**Written instruction**
Rewrite the material below with every "tag" changed to "mark" and nothing else altered, and omit the pictures.

————————

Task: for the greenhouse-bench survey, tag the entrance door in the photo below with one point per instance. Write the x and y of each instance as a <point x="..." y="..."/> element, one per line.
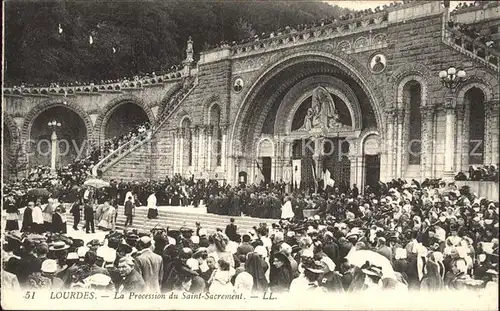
<point x="372" y="169"/>
<point x="266" y="169"/>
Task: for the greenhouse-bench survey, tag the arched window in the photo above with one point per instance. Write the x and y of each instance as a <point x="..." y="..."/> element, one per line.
<point x="188" y="142"/>
<point x="475" y="99"/>
<point x="412" y="97"/>
<point x="214" y="121"/>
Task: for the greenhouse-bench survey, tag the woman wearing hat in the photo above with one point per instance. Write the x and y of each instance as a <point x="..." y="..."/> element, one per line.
<point x="283" y="275"/>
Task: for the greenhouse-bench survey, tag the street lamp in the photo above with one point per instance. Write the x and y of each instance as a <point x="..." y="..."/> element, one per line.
<point x="53" y="125"/>
<point x="451" y="78"/>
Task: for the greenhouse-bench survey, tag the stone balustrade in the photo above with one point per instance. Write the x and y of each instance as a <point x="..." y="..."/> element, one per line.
<point x="138" y="141"/>
<point x="114" y="87"/>
<point x="336" y="29"/>
<point x="465" y="44"/>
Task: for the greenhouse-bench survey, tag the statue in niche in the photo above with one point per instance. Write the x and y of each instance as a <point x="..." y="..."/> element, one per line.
<point x="322" y="113"/>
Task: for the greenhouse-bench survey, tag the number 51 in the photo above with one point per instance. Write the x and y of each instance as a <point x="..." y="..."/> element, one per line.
<point x="29" y="295"/>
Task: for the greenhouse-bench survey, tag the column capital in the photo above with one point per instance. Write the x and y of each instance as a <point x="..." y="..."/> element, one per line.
<point x="428" y="111"/>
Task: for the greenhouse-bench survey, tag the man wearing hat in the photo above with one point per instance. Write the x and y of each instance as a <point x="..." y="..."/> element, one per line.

————————

**The output**
Task: for the greenhouse-bench survey, mark the entrance door in the photo below with one point per instance. Write the x and y of each instance as a <point x="..." y="..."/> element, one per line.
<point x="372" y="169"/>
<point x="266" y="169"/>
Task: for the greenhouse-bench survey, mark the arched window in the photo above with one point per instance. Write the x and y of each instance as a <point x="..." y="..."/> element, one per line.
<point x="188" y="142"/>
<point x="475" y="99"/>
<point x="412" y="97"/>
<point x="214" y="121"/>
Task: for the greenhouse-bench survey, mark the woman wearing hat in the photo above with one point per instance. Write the x and y of each instance as a <point x="..." y="..."/> element, one per line.
<point x="283" y="275"/>
Task: for the greenhouse-bench survey, mark the street lamp in the photo above with one point per instance. Write the x and y of each instance as a <point x="..." y="..."/> element, one per line.
<point x="53" y="125"/>
<point x="451" y="78"/>
Task: for the greenhouse-bench survey, mark the stone balustrade in the photo above with one point per instance. Write the x and y of each instance as a <point x="..." y="..."/> element, one per line.
<point x="138" y="141"/>
<point x="114" y="87"/>
<point x="336" y="29"/>
<point x="465" y="44"/>
Task: for the greenhouse-bench survey, mark the statue in niche in the photo above with one point per instance. Write the x and y of each instance as a <point x="..." y="..."/> element, one per line.
<point x="322" y="113"/>
Task: for the greenhouse-bench survey, mark the number 51 in the photo above with one point per instance. Write the x and y of each instance as a <point x="..." y="..."/> element, one per line.
<point x="29" y="295"/>
Task: for the greenhouse-bench survey, mark the column capital in the photo above with one point per instance. Write the x and y of each instance as a <point x="..." y="..."/> element, one per line.
<point x="428" y="111"/>
Task: for the greenhouse-bench survey, mark the man wearing hat in the photo above with one point per instance. Write the x and y of each instance as a <point x="..." y="..."/> element, one per line.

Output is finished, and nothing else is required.